In the folate study summary below, which organism served as the test organism in the microbiological assay?

**** Page excerpt

INVESTIGADORES
BASSETT Maria Natalia
artículos
Título:
Folate content and retention in selected raw and processed foods
Autor/es:
BASSETT, M.N. ; SAMMÁN, N.C.
Revista:
ARCHIVOS LATINOAMERICANOS DE NUTRICIóN
Editorial:
ARCHIVOS LATINOAMERICANOS NUTRICION
Referencias:
Lugar: Caracas; Año: 2010 vol. 60 p. 298 - 305
ISSN:
0004-0622
Resumen:
SUMMARY. Adequate intake of folate reducEd the risk of abnormalities in early embryonic brain development such as the riskof malformations of the embryonic brain/spinal cord, collectively referred to as neural tube defects (NTDs). Folate is extremely sensitive to destruction by heat, oxidation and UV light. The purpose of this study was to evaluate the use of different extraction procedures and enzymatic treatment to determine folate concentrations in variety of foods using a microbiological assay (MA) with Lactobacillus rhamnosus as the test organism. This study also aimed to evaluate the retention of folate in foods after using different cooking processes. Nine of the most commonly consumed foods in Argentina and that contain folate were analyzed: broccoli, spinach, potato, lentil, soy (raw and boiled); hen whole egg and yolks (raw, boiled and fried); beef liver (raw and cooked); strawberry (raw) and white bread. For this study, rat plasma (RP) and human plasma (HP) conjugases together with acetate and phosphate buffers were tested. In extraction step for all analyses, RP conjugase was selected since it was easily available in our laboratory and small quantities were required. The acetate buffer was chosen since better growth and more reproducible results were obtained in the different conditions assayed. The results allowed the foods to be grouped into a) rich sources of folate: hen eggs, yolks, spinach, soybean (raw) and strawberry (100 and 350μg/100g fresh weight (FW); b) good sources of folate: broccoli (raw), soybean (boiled), lentils (raw) and potato (56 to 83μg/100g FW) and c) moderate sources of folate: broccoli, lentils (boiled), white breads, onions and beef liver (15 to 30μg/100g FW). The folate retention was in the range 14–99% according to both type of food and method of processing. Contents and losses of folate vary widely according to type of food and cooking method.

********
**** Data for analysis

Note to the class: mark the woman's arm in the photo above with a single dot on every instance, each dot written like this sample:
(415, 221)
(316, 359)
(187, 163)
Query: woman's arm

********

* [Answer space]:
Lactobacillus rhamnosus